> [Directions]:
Beginning at the line that contains "instance of the ear", transcribe the remaining lines of the listing exactly; include the final line and omit everything before.

[Records from a collection]
# # #

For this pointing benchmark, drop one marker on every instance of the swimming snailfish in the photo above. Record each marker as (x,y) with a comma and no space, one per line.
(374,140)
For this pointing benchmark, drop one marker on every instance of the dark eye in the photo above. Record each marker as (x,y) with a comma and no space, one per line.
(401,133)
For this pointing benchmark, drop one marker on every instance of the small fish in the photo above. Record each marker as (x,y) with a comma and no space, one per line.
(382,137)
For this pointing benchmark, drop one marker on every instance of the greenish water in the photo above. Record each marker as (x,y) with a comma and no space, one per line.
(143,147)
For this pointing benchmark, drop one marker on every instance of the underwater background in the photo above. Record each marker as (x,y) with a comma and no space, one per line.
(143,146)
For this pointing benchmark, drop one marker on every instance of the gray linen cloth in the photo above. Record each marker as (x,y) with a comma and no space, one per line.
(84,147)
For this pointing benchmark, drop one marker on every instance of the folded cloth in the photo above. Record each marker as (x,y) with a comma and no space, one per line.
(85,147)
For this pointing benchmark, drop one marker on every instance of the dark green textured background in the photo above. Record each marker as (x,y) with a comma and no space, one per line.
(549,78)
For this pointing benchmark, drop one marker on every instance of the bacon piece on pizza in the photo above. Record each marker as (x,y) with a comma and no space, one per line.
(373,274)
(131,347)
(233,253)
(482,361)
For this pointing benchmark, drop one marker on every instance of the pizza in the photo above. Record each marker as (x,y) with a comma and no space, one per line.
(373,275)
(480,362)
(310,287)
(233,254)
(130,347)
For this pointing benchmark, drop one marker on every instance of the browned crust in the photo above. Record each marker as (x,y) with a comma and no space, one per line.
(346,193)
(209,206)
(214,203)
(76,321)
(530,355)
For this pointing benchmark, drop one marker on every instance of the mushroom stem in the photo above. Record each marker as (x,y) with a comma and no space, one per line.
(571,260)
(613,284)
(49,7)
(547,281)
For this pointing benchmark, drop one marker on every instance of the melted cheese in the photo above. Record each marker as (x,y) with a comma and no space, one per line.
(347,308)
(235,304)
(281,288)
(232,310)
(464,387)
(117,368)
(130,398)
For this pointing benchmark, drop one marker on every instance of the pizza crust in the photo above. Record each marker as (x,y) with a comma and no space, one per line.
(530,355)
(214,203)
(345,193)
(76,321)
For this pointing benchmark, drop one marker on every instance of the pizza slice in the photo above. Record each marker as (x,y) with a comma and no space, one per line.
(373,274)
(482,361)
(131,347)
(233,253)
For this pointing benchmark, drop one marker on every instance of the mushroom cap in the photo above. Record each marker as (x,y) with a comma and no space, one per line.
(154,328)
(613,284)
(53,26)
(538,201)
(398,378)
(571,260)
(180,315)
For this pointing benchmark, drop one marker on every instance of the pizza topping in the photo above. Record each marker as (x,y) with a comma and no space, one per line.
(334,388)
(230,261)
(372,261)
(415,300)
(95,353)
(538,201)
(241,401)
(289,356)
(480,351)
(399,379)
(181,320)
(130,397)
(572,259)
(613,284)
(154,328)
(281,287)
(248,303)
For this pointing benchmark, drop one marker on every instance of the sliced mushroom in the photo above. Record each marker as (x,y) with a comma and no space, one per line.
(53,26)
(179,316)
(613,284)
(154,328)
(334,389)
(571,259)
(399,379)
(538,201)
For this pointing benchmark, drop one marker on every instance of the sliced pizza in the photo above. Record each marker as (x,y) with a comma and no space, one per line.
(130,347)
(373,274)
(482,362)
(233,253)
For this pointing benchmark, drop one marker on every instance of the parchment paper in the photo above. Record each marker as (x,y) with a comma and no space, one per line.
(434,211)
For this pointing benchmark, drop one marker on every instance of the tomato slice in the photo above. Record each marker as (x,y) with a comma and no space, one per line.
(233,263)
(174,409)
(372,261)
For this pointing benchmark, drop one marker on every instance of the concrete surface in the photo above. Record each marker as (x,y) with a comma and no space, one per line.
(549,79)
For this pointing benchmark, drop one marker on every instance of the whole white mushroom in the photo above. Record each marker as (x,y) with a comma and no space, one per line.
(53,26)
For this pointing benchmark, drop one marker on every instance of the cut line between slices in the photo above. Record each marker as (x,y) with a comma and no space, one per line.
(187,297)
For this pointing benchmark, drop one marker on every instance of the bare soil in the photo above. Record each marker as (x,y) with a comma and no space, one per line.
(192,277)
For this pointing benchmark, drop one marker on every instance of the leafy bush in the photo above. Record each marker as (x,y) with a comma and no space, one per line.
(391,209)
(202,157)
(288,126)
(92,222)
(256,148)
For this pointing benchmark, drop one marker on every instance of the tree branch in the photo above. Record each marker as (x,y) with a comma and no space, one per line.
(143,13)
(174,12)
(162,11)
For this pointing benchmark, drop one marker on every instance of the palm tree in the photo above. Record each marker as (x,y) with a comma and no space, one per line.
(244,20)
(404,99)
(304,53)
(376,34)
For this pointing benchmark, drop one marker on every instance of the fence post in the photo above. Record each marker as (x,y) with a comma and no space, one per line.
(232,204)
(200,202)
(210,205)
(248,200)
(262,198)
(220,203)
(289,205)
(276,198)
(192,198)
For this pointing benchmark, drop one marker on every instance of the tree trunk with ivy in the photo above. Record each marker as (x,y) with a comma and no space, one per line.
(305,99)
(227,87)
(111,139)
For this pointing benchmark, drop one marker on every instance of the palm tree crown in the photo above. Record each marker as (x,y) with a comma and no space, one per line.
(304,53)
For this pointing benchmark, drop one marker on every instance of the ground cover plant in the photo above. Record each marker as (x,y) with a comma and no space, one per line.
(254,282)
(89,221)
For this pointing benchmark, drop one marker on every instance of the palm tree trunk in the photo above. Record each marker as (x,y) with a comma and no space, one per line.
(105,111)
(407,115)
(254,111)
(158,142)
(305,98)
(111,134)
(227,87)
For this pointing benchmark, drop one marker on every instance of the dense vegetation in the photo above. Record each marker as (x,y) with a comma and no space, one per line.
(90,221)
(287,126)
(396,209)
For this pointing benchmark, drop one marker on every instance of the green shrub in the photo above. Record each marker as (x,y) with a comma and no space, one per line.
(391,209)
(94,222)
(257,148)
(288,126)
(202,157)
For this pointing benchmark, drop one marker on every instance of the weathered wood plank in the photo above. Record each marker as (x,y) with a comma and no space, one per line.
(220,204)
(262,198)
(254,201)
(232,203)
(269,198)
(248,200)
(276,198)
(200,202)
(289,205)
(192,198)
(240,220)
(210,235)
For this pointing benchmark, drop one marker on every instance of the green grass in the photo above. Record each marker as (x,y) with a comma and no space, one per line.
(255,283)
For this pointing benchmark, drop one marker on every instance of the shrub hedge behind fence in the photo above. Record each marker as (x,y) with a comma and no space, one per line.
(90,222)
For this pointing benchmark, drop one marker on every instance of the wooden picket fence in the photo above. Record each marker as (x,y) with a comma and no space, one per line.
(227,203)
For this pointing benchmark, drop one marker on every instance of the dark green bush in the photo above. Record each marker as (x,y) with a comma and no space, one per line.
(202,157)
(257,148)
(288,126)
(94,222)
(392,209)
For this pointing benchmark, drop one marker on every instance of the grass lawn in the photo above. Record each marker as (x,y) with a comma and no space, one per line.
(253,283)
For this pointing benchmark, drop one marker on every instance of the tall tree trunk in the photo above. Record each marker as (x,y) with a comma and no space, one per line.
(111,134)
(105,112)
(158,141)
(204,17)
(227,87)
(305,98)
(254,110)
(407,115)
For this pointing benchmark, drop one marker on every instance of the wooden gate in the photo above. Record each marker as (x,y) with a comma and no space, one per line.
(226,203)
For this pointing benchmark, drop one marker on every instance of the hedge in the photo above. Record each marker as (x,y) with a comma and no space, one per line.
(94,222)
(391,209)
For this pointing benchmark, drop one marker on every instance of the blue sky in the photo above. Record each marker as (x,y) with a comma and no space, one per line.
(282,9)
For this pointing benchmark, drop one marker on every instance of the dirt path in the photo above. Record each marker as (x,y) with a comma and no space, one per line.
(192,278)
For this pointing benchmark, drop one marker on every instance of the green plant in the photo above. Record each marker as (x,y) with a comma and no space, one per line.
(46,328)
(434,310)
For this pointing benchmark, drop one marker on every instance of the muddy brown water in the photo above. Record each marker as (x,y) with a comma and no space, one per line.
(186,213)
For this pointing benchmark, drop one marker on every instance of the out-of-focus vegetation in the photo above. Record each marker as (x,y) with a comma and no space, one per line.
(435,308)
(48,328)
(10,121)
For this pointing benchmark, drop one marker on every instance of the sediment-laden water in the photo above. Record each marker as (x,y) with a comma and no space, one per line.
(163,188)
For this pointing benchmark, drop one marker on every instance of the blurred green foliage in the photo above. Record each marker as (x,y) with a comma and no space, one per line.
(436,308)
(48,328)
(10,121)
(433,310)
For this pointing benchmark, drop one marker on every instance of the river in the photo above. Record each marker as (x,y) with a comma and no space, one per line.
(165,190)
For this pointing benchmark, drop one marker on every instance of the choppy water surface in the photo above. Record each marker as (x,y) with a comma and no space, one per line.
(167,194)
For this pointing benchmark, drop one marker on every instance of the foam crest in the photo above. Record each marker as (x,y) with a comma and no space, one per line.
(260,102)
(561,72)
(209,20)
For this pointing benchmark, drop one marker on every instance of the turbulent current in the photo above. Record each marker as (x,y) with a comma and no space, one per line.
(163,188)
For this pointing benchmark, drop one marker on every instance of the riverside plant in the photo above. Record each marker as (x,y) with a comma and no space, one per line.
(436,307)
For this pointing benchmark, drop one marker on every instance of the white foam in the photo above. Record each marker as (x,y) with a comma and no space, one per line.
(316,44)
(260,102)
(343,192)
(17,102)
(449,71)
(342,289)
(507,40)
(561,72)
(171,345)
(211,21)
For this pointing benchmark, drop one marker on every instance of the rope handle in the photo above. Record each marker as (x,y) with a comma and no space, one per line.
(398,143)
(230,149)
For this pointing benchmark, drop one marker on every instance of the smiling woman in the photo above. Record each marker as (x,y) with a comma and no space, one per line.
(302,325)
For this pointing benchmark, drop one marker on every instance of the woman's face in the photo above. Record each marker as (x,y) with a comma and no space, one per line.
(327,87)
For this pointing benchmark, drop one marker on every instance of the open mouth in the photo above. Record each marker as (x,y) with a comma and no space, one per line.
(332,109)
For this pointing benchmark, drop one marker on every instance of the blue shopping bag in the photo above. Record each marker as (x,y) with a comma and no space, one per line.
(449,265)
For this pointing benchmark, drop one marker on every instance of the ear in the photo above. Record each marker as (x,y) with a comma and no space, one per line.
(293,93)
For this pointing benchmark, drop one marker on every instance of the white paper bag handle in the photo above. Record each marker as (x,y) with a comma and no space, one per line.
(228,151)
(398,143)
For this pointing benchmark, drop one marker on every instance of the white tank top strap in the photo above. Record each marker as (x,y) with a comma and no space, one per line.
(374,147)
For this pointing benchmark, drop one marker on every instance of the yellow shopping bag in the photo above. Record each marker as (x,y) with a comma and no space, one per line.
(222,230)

# # #

> [Worked solution]:
For this pointing benchmark, drop one marker on every instance of the ear in the photo above. Record each marker as (x,y) with a comma and no space, one per line.
(293,93)
For this pointing benchmark, drop one marker on every instance of the white paper bag handle in the photo above. Record each marker as (x,y) with a comma and no space, one per line.
(228,151)
(398,143)
For this pointing benchmark, drop one marker on every instance of the white tank top strap in the photo above. Record each marker as (x,y) with a comma and no space, one per line.
(374,147)
For this pointing benchmark, drop one marker on every instance of the yellow shopping bag in the photo above. Record each marker as (x,y) with a comma and no space, one per line.
(222,230)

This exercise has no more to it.